== Required task ==
Do not copy the pictures; transcribe all other material exactly.

----

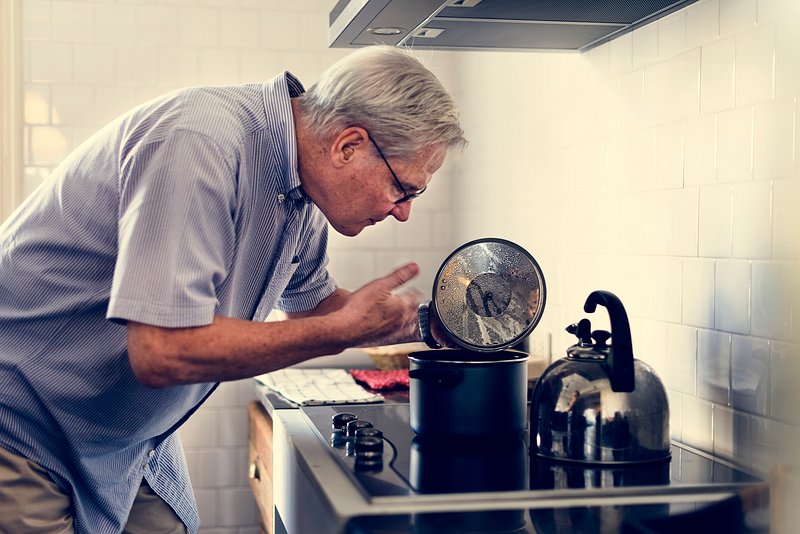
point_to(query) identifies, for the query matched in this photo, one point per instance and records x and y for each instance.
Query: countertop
(305, 473)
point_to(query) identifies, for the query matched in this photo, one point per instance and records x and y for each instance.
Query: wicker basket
(392, 357)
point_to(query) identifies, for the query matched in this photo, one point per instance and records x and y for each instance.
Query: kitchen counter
(312, 493)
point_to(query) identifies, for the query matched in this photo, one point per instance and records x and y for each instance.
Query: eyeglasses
(406, 195)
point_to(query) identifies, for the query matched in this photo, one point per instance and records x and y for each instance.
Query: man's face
(368, 192)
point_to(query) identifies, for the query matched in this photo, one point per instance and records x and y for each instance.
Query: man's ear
(345, 147)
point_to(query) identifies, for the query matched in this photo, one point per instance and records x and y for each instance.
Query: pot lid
(489, 294)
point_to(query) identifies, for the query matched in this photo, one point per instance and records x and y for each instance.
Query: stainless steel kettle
(599, 405)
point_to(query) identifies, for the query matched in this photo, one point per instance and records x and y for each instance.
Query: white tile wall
(663, 166)
(683, 190)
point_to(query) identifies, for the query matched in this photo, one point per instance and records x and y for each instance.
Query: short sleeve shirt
(187, 207)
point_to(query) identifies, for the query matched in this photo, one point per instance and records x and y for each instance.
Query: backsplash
(662, 166)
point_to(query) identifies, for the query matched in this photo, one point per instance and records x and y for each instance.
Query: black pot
(465, 393)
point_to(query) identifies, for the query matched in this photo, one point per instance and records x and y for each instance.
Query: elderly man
(140, 274)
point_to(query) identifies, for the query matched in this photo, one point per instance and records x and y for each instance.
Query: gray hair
(390, 93)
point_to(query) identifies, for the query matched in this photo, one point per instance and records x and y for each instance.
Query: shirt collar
(279, 112)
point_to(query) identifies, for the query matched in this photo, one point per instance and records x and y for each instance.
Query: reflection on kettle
(600, 405)
(469, 465)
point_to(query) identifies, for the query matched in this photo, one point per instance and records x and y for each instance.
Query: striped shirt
(187, 207)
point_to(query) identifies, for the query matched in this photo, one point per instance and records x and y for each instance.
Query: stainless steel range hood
(575, 25)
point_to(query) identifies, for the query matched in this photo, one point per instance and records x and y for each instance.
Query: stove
(388, 460)
(390, 480)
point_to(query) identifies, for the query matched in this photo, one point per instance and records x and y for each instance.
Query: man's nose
(401, 212)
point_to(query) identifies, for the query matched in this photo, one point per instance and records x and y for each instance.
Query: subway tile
(669, 156)
(731, 435)
(136, 64)
(416, 232)
(651, 347)
(732, 296)
(736, 16)
(37, 105)
(73, 104)
(784, 395)
(93, 63)
(37, 20)
(773, 139)
(750, 374)
(675, 415)
(208, 506)
(237, 507)
(698, 292)
(157, 24)
(734, 145)
(755, 51)
(49, 62)
(715, 221)
(177, 66)
(72, 21)
(682, 232)
(620, 55)
(672, 34)
(49, 145)
(353, 268)
(714, 366)
(218, 67)
(717, 76)
(697, 429)
(787, 50)
(684, 85)
(114, 23)
(226, 395)
(200, 430)
(198, 26)
(667, 289)
(702, 23)
(240, 28)
(233, 427)
(772, 300)
(772, 443)
(631, 100)
(111, 101)
(682, 358)
(700, 151)
(217, 468)
(752, 222)
(279, 31)
(658, 101)
(644, 42)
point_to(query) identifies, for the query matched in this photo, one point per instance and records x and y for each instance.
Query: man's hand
(379, 315)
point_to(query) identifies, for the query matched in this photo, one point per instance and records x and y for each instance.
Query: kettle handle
(620, 358)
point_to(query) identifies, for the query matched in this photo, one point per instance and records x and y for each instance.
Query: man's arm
(230, 349)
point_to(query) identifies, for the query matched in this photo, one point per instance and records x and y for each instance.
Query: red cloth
(379, 380)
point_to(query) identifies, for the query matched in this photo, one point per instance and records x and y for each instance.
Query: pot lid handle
(620, 357)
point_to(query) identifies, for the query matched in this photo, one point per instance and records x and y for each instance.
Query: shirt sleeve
(311, 283)
(176, 231)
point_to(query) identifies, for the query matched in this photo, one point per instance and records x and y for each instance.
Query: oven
(381, 477)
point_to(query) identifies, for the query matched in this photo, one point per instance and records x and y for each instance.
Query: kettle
(599, 405)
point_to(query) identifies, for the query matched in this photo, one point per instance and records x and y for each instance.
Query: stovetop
(401, 463)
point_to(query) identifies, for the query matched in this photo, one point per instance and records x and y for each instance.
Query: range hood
(573, 25)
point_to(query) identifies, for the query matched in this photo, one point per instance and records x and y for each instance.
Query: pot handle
(443, 378)
(620, 357)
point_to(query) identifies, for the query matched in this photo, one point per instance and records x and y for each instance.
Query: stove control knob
(352, 426)
(340, 420)
(369, 446)
(368, 431)
(338, 438)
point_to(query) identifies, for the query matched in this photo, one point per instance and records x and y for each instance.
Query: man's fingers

----

== Task answer ==
point_to(query) identifies, for the query matched in this photo, one point per instance and records x and y for each instance.
Query: countertop
(305, 473)
point_to(query) identifies, for the query matched in this photo, one point per instance and records x and y for each instance.
Query: wicker basket
(392, 357)
point_to(query) identifies, for the query matched in this photo, one point per instance and records x and y for each instance.
Query: kitchen counter
(312, 493)
point_to(query) identifies, for the query matched in this photo, one point per instance and records x and y for each instance.
Query: eyeglasses
(406, 195)
point_to(query) identifies, for the query matched in this photo, one point per instance and records x and y for each instance.
Query: man's face
(368, 192)
point_to(query) identifies, for the query matched in this photo, one point per instance and records x and y for each instance.
Query: man's ear
(345, 147)
point_to(query) identifies, for the query matched in this photo, one point per instance and records x and y for each instance.
Query: pot lid
(489, 294)
point_to(query) identifies, for the query matched in this photo, one point per instance and records x and y for each instance.
Query: stainless steel kettle
(599, 405)
point_to(query) identifies, for the query matched in this photo, one point per instance and records x and y for each instance.
Query: white tile wall
(663, 166)
(683, 190)
point_to(query) identifies, for the query matched in this photo, one point per instance and records x and y for each instance.
Query: short sleeve shirt
(187, 207)
point_to(query) identifies, for the query matched in this photo, one point per instance and records x and y for each instance.
Query: backsplash
(662, 166)
point_to(query) identifies, for the query matched in this photo, one point per instance and records x and y for each instance.
Query: black pot
(465, 393)
point_to(query) identifies, for the query matched in this photo, one point per instance and records x and y for each instance.
Query: elderly man
(140, 274)
point_to(query) identifies, for the query matched in this photo, one point per instance and records x and y for each instance.
Query: gray hair
(390, 93)
point_to(query) identifies, for the query matched in this photo, one point per instance and records x and y for each instance.
Query: shirt collar
(279, 112)
point_to(query) identifies, for the query matched in this photo, one point per instance and records x and y for each instance.
Query: reflection on kettle
(600, 405)
(469, 465)
point_to(query) identifies, for the query matched in this photo, one point per instance and records x and y for each instance.
Query: striped shirt
(187, 207)
point_to(query) identifies, for the query matched in this photo, one point per instance and records x and y for each instance.
Query: stainless steel range hood
(575, 25)
point_to(query) identifies, for the query matched in this photo, one point per instance and records x and y for each instance.
Query: stove
(388, 460)
(390, 480)
point_to(query) identifies, for the query matched in this photo, one point per instance and records x and y for each instance.
Query: man's nose
(401, 212)
point_to(query) identifies, for the query matched in this photo, one point per instance and records x and y for each instance.
Query: subway tile
(669, 156)
(731, 435)
(136, 64)
(416, 232)
(651, 347)
(732, 296)
(736, 16)
(37, 105)
(73, 104)
(784, 395)
(93, 63)
(37, 20)
(773, 139)
(750, 374)
(675, 415)
(208, 506)
(237, 507)
(698, 292)
(157, 24)
(734, 145)
(755, 51)
(49, 62)
(715, 221)
(177, 66)
(72, 21)
(682, 232)
(620, 55)
(672, 34)
(49, 145)
(353, 268)
(714, 366)
(218, 67)
(717, 76)
(697, 429)
(787, 50)
(684, 85)
(114, 23)
(226, 395)
(200, 430)
(198, 26)
(667, 289)
(702, 23)
(240, 28)
(233, 427)
(772, 300)
(772, 443)
(631, 100)
(111, 101)
(682, 358)
(700, 151)
(217, 468)
(752, 222)
(279, 31)
(658, 101)
(644, 42)
point_to(query) identifies, for the query matched in this photo, one point per instance and records x and y for each instance.
Query: man's hand
(379, 315)
point_to(query) identifies, for the query matched in this photo, one point per instance and records x and y for each instance.
Query: kettle handle
(620, 358)
point_to(query) identifies, for the query matched in this photo, one point per instance and records x and y for each instance.
Query: man's arm
(230, 349)
point_to(query) identifies, for the query matched in this photo, one point per instance and records x and y for each instance.
Query: red cloth
(379, 380)
point_to(query) identifies, for the query matched in this photo, one point per instance and records x and y for each instance.
Query: pot lid handle
(620, 357)
point_to(query) identifies, for the query matched in this photo, one point per instance and records x and y for each instance.
Query: shirt sleeve
(311, 283)
(176, 231)
point_to(query) identifies, for the query matched in this photo, one point per instance and records x and y for each instance.
Query: oven
(381, 477)
point_to(query) identifies, for the query matched in this photo, one point per instance and records x and y for each instance.
Query: kettle
(599, 405)
point_to(query) identifies, for the query matched in this photo, one point per instance and records x and y for each instance.
Query: stovetop
(401, 463)
point_to(query) identifies, for the query matched in this photo, one point per instance and records x and y for each instance.
Query: range hood
(573, 25)
point_to(query) identifies, for the query matched in this photo, one point per instance and records x and y for each instance.
Query: pot handle
(443, 378)
(620, 357)
point_to(query) identifies, for the query matched in this photo, one point per instance and records x and y for each instance.
Query: stove control knob
(352, 426)
(340, 420)
(369, 446)
(368, 431)
(338, 438)
point_to(query) identifies, for the query matched in this photo, one point per instance and records x and y for each instance.
Query: man's fingers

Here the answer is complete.